EXERCISE>
Your answer should be the line containing "[(379, 231)]" and each line after it through the end of the data below, repeated exactly.
====== RECORDS FOR THIS TASK
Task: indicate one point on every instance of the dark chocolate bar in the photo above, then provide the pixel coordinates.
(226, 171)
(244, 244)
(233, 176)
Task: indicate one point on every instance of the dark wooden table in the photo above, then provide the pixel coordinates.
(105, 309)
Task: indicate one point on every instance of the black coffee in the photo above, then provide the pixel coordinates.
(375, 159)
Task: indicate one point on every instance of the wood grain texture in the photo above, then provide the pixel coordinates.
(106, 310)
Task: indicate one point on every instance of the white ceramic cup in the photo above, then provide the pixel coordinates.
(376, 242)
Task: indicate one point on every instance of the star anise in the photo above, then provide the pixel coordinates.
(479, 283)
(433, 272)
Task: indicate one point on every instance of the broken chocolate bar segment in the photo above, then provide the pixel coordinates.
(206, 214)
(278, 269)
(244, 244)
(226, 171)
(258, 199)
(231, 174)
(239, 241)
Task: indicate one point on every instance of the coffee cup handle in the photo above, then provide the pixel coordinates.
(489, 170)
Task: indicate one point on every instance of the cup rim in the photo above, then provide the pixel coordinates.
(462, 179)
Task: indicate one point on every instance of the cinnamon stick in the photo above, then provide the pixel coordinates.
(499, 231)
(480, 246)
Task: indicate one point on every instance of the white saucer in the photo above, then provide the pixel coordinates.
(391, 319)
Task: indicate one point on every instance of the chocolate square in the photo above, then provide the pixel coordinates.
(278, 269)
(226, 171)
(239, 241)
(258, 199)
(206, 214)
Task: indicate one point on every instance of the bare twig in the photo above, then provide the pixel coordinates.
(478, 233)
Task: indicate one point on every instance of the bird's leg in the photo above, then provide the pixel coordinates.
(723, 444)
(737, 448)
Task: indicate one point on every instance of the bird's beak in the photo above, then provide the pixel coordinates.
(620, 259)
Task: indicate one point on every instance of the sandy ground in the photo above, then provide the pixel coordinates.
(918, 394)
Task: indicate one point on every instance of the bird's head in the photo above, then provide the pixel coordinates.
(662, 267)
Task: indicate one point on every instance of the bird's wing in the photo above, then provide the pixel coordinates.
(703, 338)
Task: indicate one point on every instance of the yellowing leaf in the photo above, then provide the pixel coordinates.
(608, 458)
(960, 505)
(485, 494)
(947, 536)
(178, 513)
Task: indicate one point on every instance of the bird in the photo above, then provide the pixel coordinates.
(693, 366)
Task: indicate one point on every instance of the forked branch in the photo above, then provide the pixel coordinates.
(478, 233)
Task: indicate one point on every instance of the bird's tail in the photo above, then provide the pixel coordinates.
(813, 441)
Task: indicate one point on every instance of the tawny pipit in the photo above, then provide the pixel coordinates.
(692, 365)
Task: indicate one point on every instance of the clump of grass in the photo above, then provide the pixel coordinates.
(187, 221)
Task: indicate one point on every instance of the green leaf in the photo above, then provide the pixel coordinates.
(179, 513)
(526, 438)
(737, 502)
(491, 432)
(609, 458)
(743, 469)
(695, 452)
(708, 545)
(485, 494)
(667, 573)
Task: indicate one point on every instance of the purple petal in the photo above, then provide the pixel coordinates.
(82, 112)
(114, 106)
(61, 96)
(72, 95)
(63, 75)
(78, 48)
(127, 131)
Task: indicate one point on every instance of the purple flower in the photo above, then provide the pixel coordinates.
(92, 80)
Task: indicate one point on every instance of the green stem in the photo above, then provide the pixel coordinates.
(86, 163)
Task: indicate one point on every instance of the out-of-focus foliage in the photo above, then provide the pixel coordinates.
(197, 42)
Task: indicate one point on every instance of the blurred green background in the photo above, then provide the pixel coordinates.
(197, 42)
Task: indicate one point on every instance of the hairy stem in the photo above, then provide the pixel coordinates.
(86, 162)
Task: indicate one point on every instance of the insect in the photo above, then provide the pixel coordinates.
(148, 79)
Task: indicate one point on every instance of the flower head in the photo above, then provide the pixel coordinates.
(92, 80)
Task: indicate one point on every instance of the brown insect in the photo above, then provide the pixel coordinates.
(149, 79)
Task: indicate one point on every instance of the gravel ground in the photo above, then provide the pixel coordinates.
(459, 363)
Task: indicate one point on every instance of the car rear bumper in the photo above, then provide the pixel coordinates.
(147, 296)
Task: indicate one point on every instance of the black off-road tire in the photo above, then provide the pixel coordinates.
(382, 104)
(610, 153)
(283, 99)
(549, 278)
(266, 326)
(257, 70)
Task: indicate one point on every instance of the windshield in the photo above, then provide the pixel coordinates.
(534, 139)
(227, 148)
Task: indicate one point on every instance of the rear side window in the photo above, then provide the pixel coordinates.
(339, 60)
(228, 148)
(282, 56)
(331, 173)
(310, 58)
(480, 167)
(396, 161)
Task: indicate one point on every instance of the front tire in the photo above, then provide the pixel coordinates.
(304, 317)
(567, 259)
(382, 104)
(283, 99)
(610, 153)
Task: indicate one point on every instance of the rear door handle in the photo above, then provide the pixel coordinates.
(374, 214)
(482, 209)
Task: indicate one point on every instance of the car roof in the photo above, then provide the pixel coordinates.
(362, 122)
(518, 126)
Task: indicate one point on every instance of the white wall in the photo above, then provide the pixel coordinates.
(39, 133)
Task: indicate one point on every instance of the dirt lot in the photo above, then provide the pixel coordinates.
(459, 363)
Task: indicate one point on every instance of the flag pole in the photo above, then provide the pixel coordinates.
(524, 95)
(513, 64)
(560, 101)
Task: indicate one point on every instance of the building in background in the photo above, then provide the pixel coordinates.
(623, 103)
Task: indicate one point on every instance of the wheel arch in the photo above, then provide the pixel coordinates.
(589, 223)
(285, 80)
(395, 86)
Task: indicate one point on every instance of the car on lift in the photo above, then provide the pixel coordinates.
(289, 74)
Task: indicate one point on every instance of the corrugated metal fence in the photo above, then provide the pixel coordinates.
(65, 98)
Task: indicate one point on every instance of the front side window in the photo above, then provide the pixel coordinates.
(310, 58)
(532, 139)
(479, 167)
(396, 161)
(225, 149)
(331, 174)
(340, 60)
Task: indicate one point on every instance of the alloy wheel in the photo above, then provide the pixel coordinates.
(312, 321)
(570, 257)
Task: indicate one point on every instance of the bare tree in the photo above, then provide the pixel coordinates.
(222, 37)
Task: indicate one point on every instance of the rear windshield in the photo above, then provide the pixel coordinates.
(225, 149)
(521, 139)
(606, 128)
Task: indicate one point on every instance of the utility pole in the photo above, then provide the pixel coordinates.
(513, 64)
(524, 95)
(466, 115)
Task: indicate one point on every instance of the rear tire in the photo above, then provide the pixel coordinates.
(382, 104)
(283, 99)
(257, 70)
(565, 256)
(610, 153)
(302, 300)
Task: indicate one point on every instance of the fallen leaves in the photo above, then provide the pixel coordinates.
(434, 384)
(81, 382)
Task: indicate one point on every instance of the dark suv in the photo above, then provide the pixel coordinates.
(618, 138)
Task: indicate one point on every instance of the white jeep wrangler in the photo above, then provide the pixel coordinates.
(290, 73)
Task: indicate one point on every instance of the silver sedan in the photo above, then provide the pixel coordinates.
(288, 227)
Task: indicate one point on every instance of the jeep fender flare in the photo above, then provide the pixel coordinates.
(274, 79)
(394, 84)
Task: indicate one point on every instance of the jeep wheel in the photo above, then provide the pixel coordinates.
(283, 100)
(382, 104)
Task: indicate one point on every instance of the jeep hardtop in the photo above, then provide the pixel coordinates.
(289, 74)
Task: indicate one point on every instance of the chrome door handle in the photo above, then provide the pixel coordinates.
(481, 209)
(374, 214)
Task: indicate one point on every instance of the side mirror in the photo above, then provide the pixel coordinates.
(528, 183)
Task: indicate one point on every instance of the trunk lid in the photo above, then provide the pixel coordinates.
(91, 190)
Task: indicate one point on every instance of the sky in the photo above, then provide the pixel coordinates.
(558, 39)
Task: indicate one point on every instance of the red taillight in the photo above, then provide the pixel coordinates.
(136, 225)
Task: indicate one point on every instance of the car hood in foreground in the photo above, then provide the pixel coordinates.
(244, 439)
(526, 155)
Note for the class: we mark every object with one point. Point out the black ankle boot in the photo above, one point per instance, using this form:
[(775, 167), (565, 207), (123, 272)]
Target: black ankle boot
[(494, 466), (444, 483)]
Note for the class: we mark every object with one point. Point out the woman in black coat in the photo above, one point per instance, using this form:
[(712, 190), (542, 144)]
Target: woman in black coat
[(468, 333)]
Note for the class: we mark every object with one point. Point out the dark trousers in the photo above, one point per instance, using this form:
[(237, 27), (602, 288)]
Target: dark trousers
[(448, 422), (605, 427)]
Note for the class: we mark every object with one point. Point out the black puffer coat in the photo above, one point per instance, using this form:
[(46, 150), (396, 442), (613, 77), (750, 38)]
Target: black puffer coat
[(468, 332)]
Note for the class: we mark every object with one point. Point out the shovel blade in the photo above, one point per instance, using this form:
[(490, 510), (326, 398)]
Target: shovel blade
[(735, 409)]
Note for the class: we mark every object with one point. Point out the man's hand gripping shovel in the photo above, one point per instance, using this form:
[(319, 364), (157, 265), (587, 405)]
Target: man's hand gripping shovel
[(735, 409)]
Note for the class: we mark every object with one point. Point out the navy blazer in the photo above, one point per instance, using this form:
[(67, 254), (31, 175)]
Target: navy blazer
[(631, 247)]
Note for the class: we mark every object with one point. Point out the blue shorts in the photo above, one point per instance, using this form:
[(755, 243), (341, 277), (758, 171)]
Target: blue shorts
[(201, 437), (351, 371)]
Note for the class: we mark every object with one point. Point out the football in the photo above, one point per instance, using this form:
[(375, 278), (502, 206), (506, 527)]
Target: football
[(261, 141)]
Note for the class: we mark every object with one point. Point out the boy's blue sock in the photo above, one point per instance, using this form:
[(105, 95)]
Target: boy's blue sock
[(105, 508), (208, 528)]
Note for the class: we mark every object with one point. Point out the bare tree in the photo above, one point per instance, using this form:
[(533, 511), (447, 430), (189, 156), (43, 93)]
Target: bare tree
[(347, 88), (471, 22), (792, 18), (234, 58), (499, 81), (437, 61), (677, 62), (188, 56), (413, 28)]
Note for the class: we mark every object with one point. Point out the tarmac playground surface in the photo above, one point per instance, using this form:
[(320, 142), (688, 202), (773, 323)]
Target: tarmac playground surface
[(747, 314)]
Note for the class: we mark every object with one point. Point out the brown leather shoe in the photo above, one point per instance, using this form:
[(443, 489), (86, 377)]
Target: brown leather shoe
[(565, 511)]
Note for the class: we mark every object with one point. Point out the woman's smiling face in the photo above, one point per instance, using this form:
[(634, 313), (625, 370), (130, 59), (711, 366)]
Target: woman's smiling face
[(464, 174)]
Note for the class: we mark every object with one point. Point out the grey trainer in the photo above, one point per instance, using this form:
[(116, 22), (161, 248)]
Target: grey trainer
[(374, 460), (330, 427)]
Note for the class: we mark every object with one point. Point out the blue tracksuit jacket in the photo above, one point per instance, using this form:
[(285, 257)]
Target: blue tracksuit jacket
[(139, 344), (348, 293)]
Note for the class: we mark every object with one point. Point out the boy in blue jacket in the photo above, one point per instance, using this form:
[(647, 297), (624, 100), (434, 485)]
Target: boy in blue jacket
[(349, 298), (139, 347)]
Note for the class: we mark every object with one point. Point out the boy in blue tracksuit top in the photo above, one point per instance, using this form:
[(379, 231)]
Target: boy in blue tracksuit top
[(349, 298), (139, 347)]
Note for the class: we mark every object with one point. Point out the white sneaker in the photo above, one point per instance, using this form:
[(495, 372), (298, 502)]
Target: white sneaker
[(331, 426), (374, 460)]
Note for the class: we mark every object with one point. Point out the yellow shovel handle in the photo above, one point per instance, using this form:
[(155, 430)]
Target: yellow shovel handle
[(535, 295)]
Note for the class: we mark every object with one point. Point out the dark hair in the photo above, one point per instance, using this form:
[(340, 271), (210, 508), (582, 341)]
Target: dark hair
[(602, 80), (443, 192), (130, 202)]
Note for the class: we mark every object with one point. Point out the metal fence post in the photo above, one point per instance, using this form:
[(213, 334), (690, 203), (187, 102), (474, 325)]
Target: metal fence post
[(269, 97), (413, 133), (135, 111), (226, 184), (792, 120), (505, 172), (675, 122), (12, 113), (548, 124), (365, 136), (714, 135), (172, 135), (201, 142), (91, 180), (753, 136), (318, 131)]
============
REPLY>
[(379, 231)]
Target: boy in blue tracksuit top
[(349, 298), (139, 347)]
Note for the class: we mark every object with one point. Point out the white sneaker in the photo above, one point per instance, using this form:
[(495, 372), (298, 502)]
Target: white sneaker
[(331, 426), (374, 460)]
Note for the class: we mark every object with one point. Point out the yellow shovel handle in the photo above, one point per instance, using this form:
[(155, 430)]
Target: yellow shovel handle
[(535, 295)]
Note for the class: we mark every object with one point. Point out the dark hair in the photo above, one point per instance, using this form:
[(340, 271), (210, 508), (582, 341)]
Target: dark hair
[(602, 80), (443, 192), (130, 202)]
Note for the class: we mark every object with one point. Point out the metal fence post in the photo above, one point per instance, using this form:
[(213, 334), (690, 203), (187, 102), (474, 325)]
Target: metal fence post
[(269, 97), (413, 133), (135, 111), (226, 184), (792, 120), (505, 172), (675, 122), (12, 113), (548, 124), (365, 136), (714, 135), (172, 135), (201, 142), (91, 180), (753, 136), (318, 131)]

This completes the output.